__MATERIAL__
┌──

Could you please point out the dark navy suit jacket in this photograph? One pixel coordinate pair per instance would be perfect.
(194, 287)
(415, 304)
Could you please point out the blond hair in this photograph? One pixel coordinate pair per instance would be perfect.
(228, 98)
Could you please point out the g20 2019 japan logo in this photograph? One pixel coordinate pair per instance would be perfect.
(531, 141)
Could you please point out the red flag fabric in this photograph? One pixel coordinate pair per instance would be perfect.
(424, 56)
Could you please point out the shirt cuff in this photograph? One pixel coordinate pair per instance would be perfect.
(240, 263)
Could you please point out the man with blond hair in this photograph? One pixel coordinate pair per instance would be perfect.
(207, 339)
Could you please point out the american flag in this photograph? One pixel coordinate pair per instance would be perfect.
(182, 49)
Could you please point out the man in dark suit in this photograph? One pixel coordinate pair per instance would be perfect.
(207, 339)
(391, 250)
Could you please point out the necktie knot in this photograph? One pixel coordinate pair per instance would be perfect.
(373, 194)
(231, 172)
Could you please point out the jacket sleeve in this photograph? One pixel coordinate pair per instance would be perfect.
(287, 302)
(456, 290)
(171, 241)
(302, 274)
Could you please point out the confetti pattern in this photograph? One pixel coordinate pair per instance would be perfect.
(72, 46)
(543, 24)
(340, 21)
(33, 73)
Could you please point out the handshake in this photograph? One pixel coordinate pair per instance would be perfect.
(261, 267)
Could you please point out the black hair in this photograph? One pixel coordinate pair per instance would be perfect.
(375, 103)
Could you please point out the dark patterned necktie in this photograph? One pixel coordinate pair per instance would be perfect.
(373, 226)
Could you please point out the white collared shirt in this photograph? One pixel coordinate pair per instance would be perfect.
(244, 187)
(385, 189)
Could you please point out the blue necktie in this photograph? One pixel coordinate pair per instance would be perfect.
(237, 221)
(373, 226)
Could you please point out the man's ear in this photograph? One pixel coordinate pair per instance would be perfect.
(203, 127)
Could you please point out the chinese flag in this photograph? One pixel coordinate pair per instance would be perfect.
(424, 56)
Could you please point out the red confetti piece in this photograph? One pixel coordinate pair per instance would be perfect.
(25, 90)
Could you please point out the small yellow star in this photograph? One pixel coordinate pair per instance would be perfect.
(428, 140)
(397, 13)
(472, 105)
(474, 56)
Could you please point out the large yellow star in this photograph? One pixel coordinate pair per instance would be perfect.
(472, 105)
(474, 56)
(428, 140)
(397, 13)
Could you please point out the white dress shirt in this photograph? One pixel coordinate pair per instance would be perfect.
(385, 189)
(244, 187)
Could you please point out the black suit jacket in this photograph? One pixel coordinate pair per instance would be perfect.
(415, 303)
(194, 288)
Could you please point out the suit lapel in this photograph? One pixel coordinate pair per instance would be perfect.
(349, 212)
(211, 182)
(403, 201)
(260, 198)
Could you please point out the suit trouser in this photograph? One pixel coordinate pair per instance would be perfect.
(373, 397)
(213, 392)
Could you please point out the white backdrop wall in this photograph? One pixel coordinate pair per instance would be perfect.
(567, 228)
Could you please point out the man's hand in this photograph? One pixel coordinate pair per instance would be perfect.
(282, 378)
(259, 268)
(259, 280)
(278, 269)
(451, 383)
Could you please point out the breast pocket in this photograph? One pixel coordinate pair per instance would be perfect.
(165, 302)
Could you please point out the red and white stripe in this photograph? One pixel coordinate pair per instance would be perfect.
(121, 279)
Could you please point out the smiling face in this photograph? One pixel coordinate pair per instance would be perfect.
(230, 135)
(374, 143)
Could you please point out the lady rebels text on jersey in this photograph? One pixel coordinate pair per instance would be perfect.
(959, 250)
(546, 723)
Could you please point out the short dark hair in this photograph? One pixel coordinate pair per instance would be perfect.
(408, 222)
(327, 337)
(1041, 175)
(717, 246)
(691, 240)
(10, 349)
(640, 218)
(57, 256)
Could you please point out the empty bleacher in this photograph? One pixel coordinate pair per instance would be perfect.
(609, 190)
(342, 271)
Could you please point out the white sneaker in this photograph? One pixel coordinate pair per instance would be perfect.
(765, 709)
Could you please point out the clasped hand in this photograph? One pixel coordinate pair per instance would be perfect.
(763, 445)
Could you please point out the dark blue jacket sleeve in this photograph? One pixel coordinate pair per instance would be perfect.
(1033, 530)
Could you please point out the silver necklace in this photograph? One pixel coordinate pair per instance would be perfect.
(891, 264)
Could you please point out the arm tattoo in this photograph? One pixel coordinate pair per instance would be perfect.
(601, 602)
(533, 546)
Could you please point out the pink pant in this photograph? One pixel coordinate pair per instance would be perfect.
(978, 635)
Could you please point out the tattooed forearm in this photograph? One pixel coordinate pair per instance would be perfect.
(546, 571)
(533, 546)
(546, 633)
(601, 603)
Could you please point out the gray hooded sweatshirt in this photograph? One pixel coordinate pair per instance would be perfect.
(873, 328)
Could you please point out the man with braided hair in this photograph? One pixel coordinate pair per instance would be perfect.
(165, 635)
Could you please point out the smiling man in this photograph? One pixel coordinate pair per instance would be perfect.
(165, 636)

└──

__EXERCISE TASK__
Recast the items as a numbered list, starting at the line containing "Could you please point out the man with braided" and continuing through the last line of the items, with both ends included and blank lines omitted.

__OUTPUT FOR THIS TASK__
1. Could you please point out the man with braided hair in this photograph? One pixel coordinate pair per instance would be perfect.
2. (165, 635)
3. Could you please point out the smiling man in this photograph? One pixel coordinate pair per instance would be perfect.
4. (165, 636)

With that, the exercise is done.